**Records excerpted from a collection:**

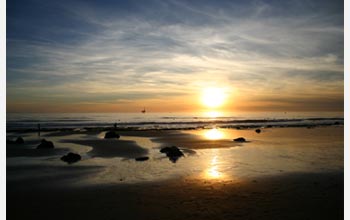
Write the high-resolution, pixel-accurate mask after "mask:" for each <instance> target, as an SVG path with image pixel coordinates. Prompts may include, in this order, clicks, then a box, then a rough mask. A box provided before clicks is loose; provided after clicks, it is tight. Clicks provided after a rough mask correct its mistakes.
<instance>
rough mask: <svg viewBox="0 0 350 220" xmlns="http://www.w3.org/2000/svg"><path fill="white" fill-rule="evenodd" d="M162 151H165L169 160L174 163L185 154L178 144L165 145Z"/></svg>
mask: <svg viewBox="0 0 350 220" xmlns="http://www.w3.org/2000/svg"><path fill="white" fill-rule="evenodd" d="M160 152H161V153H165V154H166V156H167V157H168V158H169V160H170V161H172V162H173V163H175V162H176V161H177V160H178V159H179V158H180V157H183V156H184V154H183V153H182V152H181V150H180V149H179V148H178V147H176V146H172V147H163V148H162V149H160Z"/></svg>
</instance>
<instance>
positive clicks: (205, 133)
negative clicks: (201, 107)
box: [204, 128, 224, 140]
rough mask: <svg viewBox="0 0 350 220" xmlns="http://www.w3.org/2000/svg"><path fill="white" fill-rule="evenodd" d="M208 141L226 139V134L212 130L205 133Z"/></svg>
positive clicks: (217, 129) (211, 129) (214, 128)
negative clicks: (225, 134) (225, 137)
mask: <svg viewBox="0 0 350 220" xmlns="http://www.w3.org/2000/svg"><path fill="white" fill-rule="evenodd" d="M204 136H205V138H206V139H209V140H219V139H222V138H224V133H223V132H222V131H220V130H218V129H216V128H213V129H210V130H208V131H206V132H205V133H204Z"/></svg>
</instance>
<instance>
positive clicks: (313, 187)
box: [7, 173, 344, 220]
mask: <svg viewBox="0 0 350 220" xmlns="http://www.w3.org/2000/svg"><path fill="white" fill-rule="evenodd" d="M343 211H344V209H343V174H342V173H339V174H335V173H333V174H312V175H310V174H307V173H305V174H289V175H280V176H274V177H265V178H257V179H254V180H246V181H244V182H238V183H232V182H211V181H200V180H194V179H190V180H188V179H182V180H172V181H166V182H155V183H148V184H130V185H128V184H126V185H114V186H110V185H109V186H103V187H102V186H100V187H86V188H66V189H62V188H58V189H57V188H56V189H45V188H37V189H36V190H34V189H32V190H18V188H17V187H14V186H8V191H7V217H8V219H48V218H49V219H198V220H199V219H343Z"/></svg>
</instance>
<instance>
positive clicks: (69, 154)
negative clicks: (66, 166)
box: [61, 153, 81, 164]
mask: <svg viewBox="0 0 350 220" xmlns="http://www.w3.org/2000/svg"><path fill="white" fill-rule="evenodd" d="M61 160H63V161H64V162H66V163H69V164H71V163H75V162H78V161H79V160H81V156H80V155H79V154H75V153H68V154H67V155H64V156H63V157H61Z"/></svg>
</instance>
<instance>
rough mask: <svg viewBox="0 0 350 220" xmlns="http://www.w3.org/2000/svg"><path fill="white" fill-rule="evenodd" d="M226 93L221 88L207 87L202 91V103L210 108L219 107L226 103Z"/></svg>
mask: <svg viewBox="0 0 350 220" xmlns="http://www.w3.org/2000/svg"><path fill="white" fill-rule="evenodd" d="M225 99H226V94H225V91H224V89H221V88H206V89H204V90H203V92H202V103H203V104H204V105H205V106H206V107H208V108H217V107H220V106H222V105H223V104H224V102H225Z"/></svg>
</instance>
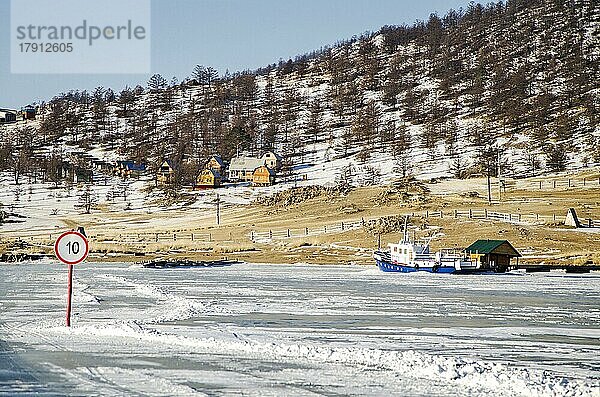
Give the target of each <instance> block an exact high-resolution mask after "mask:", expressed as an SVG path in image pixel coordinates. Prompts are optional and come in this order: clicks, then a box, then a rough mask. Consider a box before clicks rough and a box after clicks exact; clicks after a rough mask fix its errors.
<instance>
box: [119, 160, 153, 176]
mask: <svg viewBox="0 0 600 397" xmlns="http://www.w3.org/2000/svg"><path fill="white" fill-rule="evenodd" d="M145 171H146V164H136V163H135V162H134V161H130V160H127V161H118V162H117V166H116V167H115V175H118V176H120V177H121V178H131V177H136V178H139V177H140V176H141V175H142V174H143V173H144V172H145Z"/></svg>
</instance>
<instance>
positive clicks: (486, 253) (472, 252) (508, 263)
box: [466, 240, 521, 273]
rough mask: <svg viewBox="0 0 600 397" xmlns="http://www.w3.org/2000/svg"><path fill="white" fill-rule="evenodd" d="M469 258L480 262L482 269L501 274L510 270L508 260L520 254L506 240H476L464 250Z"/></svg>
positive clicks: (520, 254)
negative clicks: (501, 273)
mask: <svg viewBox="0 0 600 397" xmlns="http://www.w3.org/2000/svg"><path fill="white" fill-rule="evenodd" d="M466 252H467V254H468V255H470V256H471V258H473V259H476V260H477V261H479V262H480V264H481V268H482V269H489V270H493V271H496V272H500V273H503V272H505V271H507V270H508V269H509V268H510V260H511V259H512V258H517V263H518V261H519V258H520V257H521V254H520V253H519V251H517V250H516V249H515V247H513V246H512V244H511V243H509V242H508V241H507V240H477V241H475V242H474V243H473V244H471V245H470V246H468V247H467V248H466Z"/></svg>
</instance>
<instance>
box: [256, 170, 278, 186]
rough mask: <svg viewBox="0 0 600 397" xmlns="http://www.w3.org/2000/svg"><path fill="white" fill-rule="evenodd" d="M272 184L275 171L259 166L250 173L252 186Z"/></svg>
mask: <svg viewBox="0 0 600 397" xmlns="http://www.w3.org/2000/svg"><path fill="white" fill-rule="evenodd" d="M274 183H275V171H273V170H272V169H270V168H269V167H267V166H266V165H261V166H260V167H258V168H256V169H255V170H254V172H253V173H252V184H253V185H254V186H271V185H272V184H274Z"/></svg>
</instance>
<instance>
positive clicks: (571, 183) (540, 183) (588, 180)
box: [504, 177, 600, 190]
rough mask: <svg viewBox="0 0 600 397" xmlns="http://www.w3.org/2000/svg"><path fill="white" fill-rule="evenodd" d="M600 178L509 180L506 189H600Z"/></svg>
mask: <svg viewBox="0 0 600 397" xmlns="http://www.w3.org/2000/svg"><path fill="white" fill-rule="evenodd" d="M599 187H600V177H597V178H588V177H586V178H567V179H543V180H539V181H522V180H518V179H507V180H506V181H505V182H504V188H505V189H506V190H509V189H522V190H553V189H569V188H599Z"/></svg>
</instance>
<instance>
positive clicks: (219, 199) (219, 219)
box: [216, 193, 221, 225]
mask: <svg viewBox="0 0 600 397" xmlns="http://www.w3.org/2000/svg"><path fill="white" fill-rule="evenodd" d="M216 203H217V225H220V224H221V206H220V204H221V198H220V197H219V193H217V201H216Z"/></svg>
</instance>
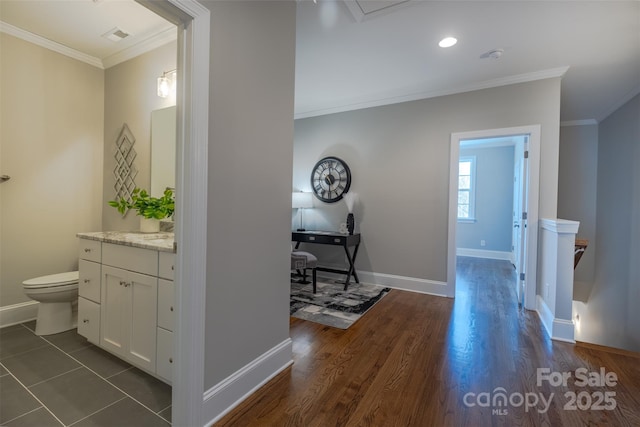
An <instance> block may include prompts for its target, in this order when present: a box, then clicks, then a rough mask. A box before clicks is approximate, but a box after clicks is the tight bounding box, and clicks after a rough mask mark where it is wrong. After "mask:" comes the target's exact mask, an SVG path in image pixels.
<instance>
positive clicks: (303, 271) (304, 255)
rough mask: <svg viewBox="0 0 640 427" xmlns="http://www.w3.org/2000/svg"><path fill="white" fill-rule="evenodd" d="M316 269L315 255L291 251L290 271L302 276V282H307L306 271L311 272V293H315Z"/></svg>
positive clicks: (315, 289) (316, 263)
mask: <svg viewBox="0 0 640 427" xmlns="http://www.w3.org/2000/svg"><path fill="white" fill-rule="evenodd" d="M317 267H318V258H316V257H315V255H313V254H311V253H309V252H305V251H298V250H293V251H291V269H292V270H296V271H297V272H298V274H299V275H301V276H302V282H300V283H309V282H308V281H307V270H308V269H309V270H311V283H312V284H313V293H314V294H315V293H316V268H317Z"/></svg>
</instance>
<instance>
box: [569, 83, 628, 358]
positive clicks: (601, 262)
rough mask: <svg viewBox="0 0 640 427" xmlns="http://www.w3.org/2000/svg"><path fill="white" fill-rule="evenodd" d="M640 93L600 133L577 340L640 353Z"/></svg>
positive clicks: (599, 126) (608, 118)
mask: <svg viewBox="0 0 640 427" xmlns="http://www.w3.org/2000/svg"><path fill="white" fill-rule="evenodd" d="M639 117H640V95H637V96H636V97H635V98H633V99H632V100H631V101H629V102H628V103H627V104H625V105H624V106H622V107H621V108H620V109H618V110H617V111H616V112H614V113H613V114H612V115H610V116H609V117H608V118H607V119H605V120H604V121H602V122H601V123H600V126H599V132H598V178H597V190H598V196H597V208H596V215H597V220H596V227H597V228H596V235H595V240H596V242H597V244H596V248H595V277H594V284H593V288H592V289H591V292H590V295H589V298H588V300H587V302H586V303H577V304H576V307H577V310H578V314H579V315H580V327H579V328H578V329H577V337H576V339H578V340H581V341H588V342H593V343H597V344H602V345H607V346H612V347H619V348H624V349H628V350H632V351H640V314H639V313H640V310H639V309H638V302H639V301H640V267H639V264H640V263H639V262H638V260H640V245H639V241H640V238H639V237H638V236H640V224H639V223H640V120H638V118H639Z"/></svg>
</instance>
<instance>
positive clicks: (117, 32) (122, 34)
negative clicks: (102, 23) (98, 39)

**Exercise goal:** Would you output, from the records above, exactly the run of lines that starts at the line containing "positive clicks: (303, 271) (304, 255)" and ends at the line containing "269L315 255L291 251L290", and only that run?

**Solution for this task:**
positive clicks: (303, 271) (304, 255)
rough mask: <svg viewBox="0 0 640 427" xmlns="http://www.w3.org/2000/svg"><path fill="white" fill-rule="evenodd" d="M316 269L315 255L291 251L290 271L302 276V282H307L306 271L311 272V293H315Z"/></svg>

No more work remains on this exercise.